С людьми, с которыми живу, никак не сойдуся: они требуют, чего нельзя им дать; чего хочу, – у них нет… И время от времени я с ними все дальше и дальше расхожусь. Боже мой, до какой степени я с ними не в ладу! Наружной брани нет, да без ней грустно. Этот слой народа низок, гадок, пошл до несказанной степени; а выйти из него ни дороги, ни сил нет. Иногда затеваешь думать о чем-нибудь порядочном, чтобы оно проложило дорогу выйти на простор, – нет силы вовсе для выполнения. Тоска, как собака, грызет меня. Что-то будет. Но уж хуже, ей Богу, не будет ничего, потому что и так уж худо. Ничего не радует, – зоб – ничего совершенно. Москва! вот когда я постигаю твое блаженство, вот когда я вижу, чем жизнь твоя прекрасна. Но мне не быть счастливым никогда. В Москве не жить мне век.
Я получил два письма: одно от Краевского, другое от Плетнева. Краевскому писал я прежде, что мои дела дурны; он на это со всем тоном великого мецената зовет меня к себе управлять конторою журнала «Отечественных Записок»; из мальчика просить пойти в работники: удачная будет перемена! Плетнев пишет, чтоб я прислал к нему реестр пьес, которые я назначаю ему собственно в «Современник», а то говорить одну пьесу…
42
В. А. Жуковскому
1 декабря 1839 г. Воронеж.
Ваше превосходительство, милый и любезный наш поэт Василий Андреевич! Дело, в котором вы по доброте души вашей приняли живое участие, наконец, слава Богу, получило решительный конец; иск свалился с плеч моих долой; большая беда прошла, и моя свобода и свобода отца моего еще у нас. Как тяготило, мучило меня и все семейство и старика отца это проклятое дело! Семь лет и день и ночь – история одна, и если бы не вы, что бы с нами было? И все значенье цифры смяло б до нуля. Бывши мальчиком еще, уча наизусть ваши творения, душой сживаясь с ними, по ним любя всех вас, думал ли я в ту пору, что – придет время – увижу вас, обласкан буду вами, и как обласкан! и что милый поэт России приметь меня под свое покровительство, что в мутную пору материальных обстоятельств примет меня под свою защиту и отведет от беззащитной головы страшную тучу, выведет из мрака моего забвения, укрепит доброе имя, даст другое мнение, лицо и жизнь; думал ли я когда-нибудь? – Даже до этих пор, часто в сладком воспоминании воскрешая прожитое время в Петербурге, ваши ласки, внимание, покровительство, ваше посещение Воронежа, оживляя вас самих у себя дома, в своем городе, – думаешь, и сам не знаешь, что это было; сон или быль? волшебная сказка или святая истина? Выше всех понятий возвысили вы меня, и что же я, – чем заплатил вам за все это и чем заплачу за все, что сделано вами для меня? Ничем, – ровнехонько ничем… Тяжело быть должным – и не иметь никакой возможности заплатить долга; одной же искренней душевной благодарности, горячего чувства весьма недостаточно, мало, чтоб уничтожить всю силу моих желаний. Надеяться на будущее? Но что же будущее мне даст? Кругом тумань и тьма; какой, откуда луч засветит мне? Возможно ли для самой мощной воли олицетворить себя до невозможности? Есть чудеса, и будут, но для меня они уж исключенье; ужасное сознанье робкой думы: «будь то, что будет!» До тех пор примите вновь от меня за сделанное добро одну искреннюю, чистую, горячую благодарность от моей души. Больше ее я ничего не могу вам ни сделать, ни сказать; нет жизни у меня для вас, кроме этой жизни… Чувствую, что лучше бы было мне приехать нарочно в Питер и благодарить вас лично, но этого я не могу сделать теперь.

### Описание задания
От кого, согласно тексту для чтения, пишущий получил два письма?

### Исходные данные

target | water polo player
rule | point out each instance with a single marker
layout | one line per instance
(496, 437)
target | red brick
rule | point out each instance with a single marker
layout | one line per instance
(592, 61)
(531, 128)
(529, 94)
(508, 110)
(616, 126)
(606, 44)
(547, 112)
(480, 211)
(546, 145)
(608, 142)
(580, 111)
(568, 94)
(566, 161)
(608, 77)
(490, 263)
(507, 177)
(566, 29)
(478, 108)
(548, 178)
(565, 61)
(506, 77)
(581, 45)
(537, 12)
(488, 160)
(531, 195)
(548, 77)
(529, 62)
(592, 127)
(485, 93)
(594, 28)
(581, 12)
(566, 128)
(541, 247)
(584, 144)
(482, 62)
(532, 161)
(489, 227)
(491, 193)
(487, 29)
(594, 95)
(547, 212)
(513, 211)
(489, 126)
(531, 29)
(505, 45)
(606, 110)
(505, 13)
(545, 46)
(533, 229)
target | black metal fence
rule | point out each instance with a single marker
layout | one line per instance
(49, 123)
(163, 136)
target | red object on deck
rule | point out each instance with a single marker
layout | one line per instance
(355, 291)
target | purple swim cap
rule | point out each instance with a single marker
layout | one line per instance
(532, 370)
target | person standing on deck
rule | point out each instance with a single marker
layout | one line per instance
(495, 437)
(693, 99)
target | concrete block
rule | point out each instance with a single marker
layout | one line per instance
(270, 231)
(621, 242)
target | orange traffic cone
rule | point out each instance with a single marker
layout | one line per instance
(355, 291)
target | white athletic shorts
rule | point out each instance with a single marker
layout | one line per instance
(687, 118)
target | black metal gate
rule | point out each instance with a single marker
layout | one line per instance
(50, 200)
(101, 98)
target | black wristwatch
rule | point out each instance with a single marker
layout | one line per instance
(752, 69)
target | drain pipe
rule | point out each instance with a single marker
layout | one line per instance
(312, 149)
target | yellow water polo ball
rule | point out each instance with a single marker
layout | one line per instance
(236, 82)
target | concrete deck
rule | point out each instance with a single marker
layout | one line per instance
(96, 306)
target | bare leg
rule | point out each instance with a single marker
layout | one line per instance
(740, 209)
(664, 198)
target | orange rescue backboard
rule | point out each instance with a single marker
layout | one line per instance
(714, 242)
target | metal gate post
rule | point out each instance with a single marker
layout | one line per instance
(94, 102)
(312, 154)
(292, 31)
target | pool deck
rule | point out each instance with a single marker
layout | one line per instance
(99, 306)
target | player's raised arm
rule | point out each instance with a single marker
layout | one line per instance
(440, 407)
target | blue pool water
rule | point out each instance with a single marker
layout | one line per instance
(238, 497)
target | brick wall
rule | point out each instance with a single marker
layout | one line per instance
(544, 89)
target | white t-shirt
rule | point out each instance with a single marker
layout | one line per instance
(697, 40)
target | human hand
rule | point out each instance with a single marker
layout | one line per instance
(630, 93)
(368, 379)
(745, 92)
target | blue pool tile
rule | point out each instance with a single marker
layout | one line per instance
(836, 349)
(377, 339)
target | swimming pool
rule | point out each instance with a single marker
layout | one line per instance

* * *

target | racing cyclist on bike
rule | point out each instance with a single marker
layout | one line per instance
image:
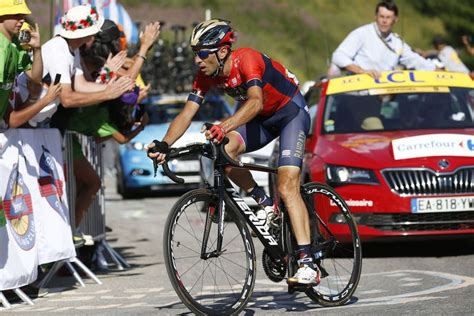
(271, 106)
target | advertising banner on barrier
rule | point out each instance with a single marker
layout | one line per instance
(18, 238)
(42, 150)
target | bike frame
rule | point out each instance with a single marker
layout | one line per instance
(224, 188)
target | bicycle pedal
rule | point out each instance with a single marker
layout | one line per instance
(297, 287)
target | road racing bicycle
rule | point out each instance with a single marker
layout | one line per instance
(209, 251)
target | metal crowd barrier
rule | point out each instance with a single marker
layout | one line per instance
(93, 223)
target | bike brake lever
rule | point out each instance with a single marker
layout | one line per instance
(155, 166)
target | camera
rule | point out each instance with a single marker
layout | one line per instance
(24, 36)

### Ответ к заданию
От Краевского и от Плетнева.